Problem requirements:
Lay out the rows as a Markdown table with the columns "Index" and "Row text", starting at the line containing "identify the cloudy" and ending at the line containing "[54,1,128,37]", both included. Leave out blank lines.

** BEGIN **

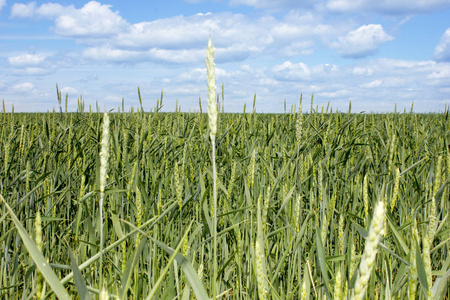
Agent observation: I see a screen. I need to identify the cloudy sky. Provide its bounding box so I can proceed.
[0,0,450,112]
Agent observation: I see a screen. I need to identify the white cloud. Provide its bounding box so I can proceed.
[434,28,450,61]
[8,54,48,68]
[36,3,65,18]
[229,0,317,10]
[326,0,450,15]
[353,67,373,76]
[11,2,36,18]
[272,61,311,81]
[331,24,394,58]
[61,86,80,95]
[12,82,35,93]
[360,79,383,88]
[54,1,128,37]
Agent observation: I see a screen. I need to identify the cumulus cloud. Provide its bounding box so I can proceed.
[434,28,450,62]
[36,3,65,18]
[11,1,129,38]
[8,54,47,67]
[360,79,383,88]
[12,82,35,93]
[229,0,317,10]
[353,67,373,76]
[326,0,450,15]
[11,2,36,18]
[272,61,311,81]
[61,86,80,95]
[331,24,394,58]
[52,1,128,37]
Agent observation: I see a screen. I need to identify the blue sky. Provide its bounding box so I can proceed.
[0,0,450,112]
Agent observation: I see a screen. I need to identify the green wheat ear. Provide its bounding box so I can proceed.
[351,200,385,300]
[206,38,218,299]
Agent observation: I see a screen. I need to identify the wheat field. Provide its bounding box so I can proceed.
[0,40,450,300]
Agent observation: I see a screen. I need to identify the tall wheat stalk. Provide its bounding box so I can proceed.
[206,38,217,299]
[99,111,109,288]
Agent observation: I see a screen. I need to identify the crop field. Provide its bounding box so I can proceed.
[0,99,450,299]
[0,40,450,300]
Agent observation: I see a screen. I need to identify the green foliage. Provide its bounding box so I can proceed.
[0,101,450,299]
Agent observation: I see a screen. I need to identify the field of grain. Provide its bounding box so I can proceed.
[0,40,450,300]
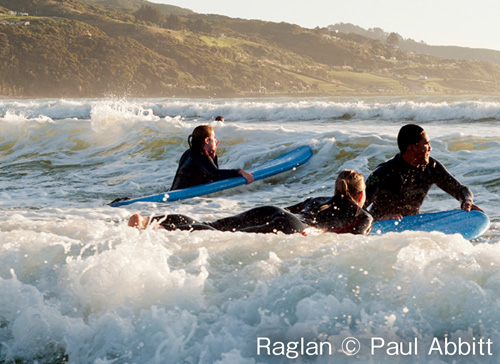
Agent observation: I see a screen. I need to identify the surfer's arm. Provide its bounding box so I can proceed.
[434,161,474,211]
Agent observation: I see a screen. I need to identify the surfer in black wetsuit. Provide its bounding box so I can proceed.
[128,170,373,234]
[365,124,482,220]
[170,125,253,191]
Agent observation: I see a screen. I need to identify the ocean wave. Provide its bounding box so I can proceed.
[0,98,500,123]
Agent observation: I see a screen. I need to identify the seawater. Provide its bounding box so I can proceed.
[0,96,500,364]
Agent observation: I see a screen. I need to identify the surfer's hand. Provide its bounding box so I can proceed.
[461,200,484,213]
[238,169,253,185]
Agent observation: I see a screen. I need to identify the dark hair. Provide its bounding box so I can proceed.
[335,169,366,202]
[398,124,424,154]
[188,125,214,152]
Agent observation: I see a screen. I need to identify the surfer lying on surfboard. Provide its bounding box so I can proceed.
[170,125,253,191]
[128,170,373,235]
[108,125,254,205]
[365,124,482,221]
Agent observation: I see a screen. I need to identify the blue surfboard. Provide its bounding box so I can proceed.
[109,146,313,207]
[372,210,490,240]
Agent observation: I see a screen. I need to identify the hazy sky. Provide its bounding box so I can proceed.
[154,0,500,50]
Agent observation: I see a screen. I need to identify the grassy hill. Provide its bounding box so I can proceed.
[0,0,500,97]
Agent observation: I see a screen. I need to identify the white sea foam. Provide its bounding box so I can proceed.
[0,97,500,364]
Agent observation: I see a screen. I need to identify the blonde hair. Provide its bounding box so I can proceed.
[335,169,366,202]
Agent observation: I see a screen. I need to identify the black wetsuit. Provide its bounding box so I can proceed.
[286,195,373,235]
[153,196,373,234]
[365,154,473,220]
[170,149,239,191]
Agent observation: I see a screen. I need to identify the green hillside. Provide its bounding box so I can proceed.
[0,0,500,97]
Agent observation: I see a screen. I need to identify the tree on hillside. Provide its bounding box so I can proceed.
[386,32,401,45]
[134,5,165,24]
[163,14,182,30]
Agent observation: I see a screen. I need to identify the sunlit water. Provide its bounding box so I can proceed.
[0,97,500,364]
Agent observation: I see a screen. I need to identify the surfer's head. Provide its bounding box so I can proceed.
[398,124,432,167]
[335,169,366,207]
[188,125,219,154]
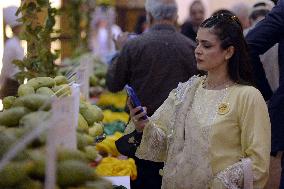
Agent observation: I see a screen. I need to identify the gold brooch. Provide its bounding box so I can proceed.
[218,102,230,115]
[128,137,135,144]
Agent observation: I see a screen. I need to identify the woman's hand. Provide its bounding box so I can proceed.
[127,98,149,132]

** END **
** BEGIN **

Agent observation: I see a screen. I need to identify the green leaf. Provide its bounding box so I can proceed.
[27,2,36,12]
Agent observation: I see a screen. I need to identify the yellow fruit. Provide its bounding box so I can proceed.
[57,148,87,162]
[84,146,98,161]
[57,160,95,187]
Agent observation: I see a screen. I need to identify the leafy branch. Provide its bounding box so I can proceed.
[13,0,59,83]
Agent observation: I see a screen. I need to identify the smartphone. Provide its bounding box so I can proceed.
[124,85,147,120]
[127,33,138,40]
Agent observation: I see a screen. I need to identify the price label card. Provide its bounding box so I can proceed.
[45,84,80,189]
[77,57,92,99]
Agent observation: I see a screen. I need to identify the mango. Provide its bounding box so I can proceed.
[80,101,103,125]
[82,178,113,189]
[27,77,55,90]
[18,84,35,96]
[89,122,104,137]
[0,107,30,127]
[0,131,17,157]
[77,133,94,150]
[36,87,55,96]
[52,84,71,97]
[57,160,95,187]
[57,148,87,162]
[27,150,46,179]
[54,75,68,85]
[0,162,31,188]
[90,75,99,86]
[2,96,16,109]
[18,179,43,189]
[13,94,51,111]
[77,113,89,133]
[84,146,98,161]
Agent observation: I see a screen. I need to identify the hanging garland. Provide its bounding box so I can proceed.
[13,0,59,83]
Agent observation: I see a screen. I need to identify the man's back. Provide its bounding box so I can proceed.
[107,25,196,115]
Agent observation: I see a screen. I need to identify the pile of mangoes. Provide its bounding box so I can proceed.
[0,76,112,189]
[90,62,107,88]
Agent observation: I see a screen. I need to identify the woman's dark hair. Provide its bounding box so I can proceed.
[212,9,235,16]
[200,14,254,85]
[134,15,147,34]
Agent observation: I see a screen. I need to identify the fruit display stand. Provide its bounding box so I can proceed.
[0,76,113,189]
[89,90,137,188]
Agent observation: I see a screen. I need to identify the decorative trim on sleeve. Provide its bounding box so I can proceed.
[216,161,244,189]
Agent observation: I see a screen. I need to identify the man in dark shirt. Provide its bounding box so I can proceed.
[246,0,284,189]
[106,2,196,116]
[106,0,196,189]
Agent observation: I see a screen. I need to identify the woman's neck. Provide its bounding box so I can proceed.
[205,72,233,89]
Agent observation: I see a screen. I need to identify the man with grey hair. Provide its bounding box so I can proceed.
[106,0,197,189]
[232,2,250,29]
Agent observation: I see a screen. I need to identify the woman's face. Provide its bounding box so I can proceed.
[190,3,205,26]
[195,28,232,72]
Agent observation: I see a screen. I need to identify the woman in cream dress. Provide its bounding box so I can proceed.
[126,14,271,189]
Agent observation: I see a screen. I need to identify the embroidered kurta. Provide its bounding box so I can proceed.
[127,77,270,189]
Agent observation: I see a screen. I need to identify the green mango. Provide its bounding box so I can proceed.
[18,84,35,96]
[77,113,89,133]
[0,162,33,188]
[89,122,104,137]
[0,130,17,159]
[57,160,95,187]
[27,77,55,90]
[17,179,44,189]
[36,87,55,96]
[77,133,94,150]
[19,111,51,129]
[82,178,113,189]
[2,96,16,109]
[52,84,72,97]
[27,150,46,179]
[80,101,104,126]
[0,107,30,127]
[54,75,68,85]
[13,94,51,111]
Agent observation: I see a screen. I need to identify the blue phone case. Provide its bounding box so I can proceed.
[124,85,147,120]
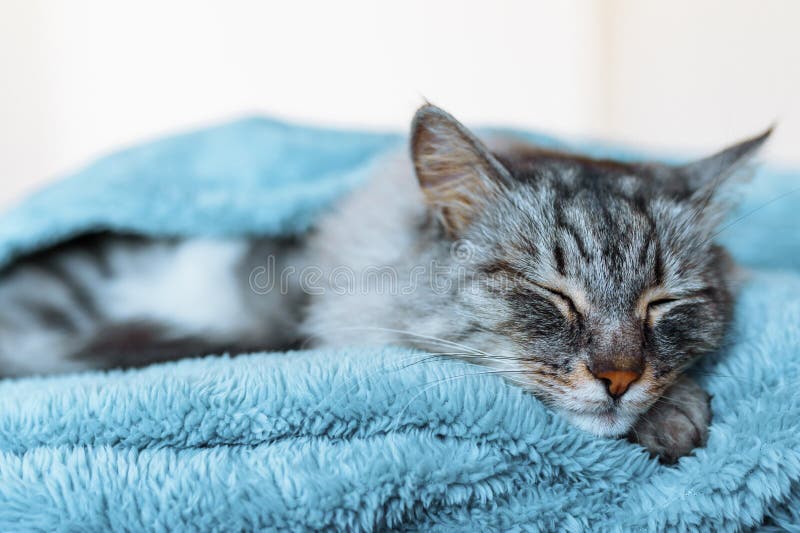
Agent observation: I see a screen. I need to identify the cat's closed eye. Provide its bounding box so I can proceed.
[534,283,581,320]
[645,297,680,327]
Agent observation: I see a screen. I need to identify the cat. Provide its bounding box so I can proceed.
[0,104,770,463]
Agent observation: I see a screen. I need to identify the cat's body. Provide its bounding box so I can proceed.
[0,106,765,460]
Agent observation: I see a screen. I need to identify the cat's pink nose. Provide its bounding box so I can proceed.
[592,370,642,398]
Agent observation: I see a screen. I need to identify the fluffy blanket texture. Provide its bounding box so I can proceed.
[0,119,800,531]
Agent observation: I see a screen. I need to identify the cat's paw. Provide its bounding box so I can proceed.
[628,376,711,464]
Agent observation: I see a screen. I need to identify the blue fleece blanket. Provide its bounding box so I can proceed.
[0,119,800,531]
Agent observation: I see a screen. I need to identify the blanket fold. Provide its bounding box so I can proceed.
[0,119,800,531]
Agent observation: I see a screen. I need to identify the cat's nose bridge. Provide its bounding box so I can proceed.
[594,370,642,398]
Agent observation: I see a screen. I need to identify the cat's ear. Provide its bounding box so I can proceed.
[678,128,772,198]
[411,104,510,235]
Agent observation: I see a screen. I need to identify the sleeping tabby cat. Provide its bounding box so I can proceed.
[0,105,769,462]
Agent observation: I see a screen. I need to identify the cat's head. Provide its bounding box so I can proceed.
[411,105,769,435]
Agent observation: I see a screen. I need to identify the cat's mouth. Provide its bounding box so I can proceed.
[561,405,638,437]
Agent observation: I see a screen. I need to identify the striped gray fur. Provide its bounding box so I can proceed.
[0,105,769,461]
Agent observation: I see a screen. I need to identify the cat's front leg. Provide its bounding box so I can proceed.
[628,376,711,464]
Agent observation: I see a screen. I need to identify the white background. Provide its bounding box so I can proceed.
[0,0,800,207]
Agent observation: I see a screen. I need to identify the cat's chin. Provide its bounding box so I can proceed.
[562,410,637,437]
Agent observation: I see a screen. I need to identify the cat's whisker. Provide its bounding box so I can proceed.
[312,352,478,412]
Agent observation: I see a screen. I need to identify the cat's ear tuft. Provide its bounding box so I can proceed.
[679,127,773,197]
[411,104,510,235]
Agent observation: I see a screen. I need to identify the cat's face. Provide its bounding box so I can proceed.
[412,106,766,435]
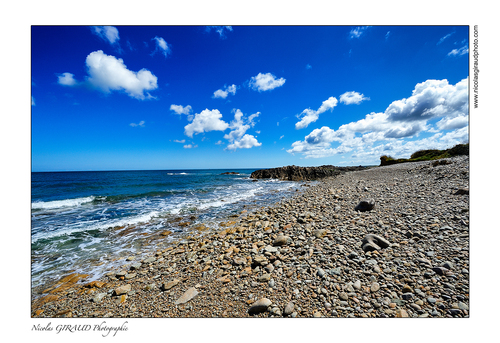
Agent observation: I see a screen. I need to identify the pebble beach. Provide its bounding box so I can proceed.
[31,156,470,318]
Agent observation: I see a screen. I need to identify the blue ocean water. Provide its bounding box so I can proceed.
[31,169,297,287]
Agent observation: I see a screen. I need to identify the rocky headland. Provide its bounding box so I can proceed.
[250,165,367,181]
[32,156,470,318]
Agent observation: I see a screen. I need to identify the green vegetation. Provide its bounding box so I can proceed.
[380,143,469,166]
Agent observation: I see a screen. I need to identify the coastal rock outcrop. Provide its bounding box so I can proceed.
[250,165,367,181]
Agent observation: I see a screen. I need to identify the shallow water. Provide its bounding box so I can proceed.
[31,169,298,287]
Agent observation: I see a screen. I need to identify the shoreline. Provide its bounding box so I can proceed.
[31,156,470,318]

** END **
** BEGIN **

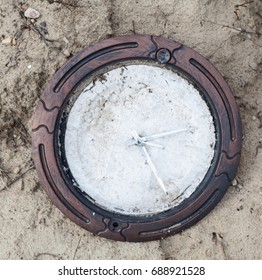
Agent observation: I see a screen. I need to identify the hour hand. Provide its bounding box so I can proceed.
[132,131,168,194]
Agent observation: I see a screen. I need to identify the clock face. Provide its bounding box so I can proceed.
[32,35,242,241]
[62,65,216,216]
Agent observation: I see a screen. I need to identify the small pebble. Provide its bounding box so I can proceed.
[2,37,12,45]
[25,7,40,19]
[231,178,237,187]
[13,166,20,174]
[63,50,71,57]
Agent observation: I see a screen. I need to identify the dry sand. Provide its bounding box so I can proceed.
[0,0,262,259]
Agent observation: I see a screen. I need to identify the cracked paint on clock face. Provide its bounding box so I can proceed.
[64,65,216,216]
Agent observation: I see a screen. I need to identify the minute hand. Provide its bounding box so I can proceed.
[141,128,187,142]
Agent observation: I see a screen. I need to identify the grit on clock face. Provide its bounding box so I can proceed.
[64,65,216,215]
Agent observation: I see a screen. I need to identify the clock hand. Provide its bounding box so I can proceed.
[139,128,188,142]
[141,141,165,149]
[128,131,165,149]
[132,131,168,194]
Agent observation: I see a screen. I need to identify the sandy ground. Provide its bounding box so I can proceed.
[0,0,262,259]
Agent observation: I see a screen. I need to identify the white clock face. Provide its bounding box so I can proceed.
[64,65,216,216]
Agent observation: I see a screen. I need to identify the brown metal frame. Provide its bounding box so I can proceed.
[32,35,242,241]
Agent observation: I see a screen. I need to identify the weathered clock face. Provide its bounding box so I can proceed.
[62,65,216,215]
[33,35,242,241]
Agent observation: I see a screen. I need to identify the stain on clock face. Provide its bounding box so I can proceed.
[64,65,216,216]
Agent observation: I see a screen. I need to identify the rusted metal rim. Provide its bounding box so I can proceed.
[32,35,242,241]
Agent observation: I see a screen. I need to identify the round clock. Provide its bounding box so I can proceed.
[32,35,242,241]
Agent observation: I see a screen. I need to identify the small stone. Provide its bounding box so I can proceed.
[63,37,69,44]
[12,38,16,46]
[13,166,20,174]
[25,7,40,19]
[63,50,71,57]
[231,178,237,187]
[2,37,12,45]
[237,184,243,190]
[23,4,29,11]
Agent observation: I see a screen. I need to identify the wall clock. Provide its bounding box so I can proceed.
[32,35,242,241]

** END **

Exercise result:
| Index | Row text |
|---|---|
| 1 | Agent observation: I see a screen. I need to identify the cloudy sky. Provide its bounding box so I can proceed. |
| 2 | [0,0,450,112] |
| 3 | Agent observation: I see a screen. I need to identify the white cloud. Provide its bounding box so I can proceed. |
| 4 | [434,28,450,61] |
| 5 | [8,54,48,68] |
| 6 | [36,3,65,18] |
| 7 | [229,0,317,10] |
| 8 | [326,0,450,15] |
| 9 | [353,67,373,76] |
| 10 | [11,2,36,18] |
| 11 | [272,61,311,81] |
| 12 | [331,24,394,58] |
| 13 | [61,86,80,95] |
| 14 | [12,82,35,93] |
| 15 | [360,79,383,88] |
| 16 | [54,1,128,37] |